Data entries
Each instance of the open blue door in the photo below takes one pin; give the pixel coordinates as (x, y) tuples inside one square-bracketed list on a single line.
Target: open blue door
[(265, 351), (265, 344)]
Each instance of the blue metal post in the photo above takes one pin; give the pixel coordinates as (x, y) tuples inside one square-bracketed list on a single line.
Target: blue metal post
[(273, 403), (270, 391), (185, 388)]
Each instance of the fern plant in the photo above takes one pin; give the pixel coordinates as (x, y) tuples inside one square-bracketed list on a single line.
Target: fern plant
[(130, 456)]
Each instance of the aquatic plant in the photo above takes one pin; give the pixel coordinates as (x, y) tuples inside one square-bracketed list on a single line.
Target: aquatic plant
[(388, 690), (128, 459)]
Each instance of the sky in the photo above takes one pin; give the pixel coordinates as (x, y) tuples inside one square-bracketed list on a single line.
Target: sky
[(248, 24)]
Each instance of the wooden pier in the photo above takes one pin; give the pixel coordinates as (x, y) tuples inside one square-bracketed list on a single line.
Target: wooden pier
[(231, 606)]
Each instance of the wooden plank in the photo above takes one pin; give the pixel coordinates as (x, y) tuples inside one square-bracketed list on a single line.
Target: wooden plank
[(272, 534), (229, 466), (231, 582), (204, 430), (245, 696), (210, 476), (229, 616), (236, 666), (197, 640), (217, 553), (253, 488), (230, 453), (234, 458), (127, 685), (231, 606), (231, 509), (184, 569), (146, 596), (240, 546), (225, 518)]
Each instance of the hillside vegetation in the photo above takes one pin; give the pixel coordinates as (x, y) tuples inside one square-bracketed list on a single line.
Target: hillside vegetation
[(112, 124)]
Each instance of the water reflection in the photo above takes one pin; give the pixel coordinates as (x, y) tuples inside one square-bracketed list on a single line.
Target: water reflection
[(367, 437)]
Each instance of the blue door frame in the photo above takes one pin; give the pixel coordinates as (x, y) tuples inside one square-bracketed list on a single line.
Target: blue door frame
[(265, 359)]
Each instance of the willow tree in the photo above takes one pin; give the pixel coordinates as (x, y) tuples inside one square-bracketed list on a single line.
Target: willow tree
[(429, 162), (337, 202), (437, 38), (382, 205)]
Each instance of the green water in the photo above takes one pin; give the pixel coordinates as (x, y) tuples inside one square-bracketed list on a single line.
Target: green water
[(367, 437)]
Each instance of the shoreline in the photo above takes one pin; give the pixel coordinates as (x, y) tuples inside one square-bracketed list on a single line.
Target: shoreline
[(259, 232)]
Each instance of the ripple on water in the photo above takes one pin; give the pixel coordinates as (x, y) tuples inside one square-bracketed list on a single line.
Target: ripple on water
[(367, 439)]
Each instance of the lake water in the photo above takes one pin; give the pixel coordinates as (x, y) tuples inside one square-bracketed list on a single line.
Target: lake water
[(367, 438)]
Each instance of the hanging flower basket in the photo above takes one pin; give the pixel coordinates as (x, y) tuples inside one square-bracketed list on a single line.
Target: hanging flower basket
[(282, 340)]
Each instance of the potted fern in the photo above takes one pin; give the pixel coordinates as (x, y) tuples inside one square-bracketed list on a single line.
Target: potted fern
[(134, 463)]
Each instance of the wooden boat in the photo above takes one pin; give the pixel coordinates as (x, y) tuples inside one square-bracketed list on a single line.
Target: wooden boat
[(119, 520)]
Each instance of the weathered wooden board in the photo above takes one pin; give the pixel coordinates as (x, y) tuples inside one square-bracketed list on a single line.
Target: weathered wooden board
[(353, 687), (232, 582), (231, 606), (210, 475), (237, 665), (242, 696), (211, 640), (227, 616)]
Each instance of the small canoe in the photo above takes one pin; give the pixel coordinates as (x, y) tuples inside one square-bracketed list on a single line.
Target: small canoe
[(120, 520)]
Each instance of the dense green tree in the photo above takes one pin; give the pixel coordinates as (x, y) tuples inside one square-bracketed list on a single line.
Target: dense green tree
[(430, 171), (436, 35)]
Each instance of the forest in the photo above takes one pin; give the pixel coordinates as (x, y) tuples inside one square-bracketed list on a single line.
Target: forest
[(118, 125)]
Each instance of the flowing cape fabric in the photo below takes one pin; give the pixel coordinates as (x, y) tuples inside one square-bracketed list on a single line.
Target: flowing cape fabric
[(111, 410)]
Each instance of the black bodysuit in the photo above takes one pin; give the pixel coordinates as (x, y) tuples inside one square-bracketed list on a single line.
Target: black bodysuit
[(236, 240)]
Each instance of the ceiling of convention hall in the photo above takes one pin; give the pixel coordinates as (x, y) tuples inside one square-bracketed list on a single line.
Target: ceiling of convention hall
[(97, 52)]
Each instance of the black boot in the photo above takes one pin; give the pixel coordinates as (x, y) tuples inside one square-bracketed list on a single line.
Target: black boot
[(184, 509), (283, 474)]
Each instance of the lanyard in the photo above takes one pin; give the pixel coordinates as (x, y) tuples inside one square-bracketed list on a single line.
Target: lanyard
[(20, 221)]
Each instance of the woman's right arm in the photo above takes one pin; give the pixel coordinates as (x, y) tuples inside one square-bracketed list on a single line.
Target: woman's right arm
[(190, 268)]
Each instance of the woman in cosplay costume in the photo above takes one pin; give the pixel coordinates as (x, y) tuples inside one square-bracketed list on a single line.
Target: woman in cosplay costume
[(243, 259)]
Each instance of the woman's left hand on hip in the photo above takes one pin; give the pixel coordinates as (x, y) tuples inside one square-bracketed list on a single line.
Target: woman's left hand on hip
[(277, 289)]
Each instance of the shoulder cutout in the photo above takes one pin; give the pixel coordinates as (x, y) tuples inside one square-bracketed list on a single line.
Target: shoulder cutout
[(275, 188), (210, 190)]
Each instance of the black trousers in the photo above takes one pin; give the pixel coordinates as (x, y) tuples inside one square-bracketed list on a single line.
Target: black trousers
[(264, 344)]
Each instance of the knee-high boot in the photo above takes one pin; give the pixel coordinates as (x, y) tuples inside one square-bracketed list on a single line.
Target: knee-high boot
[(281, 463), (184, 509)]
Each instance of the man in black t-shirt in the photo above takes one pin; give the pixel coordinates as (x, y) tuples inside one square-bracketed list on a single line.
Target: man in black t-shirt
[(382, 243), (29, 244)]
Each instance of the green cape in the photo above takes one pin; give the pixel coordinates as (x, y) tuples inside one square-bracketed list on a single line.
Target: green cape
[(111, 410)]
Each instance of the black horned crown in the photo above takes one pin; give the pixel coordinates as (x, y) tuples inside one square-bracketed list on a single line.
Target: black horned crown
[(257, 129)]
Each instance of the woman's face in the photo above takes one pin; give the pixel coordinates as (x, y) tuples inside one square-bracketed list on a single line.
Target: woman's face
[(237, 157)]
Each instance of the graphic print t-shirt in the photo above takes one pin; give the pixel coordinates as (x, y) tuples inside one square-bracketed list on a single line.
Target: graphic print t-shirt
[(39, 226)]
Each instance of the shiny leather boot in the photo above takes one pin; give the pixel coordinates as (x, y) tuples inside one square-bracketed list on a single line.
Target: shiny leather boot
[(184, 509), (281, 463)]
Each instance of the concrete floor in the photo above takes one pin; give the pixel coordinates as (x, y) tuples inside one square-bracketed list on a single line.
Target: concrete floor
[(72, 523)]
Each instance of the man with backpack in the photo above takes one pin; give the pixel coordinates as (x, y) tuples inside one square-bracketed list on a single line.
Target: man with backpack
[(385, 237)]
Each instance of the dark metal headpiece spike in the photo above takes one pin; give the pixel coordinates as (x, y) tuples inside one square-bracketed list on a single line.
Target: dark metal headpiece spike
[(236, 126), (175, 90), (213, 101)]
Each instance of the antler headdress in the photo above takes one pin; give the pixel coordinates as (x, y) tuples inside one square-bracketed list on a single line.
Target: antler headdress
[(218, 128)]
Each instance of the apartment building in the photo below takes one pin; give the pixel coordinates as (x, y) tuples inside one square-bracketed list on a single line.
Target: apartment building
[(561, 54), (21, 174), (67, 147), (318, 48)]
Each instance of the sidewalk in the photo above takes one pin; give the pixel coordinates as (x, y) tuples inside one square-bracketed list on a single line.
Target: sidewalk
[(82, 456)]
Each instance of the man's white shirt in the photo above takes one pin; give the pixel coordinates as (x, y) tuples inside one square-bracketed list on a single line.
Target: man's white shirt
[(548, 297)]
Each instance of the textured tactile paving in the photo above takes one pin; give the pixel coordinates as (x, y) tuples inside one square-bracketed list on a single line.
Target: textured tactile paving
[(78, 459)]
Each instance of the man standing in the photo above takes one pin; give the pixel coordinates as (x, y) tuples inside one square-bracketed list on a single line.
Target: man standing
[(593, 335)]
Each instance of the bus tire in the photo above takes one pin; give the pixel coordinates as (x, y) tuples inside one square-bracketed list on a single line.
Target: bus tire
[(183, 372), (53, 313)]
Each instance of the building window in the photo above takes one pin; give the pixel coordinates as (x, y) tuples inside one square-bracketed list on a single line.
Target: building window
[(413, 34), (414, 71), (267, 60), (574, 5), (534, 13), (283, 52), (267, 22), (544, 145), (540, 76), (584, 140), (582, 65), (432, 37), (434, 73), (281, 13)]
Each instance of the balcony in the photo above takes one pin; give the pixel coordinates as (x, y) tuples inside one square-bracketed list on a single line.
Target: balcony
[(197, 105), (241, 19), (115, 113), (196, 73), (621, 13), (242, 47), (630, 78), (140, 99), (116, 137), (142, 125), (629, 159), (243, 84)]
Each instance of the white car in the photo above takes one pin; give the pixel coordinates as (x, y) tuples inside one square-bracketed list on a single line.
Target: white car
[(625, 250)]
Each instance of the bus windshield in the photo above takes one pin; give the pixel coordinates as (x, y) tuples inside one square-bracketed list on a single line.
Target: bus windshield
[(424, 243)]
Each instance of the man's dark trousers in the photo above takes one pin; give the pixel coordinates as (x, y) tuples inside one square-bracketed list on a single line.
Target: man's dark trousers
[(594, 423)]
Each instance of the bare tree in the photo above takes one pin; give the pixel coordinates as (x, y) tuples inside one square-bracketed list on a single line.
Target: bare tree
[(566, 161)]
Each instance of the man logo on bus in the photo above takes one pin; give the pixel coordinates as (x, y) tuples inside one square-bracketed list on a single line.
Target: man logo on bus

* [Written exercise] Express everything from the line containing "Each instance of the antler" down to the line containing "[(548, 297)]", both included, as a Markdown table with the columns Nr and Line. Give each line a running number and skip blank lines.

* [Complete output]
| Nr | Line |
|---|---|
| 1 | Each instance of the antler headdress in the photo above takes one pin; give the pixel coordinates as (x, y) tuples inside one square-bracketed list on a single line. |
| 2 | Target: antler headdress |
| 3 | [(218, 128)] |
| 4 | Each instance of the apartment building in the photo below takes one pin; give the pixel coordinates as (x, y) tuples inside one square-bracketed list on a single line. |
| 5 | Target: apartment building |
| 6 | [(561, 54), (21, 174), (67, 147), (318, 48)] |
| 7 | Each instance of the sidewalk in the photo above takes one pin; give the pixel coordinates as (x, y) tuples inside one square-bracketed list on a single line. |
| 8 | Target: sidewalk |
| 9 | [(82, 456)] |
| 10 | Each instance of the man's white shirt in the photo above takes one pin; give the pixel coordinates as (x, y) tuples inside one square-bracketed list on a single line. |
| 11 | Target: man's white shirt |
| 12 | [(548, 297)] |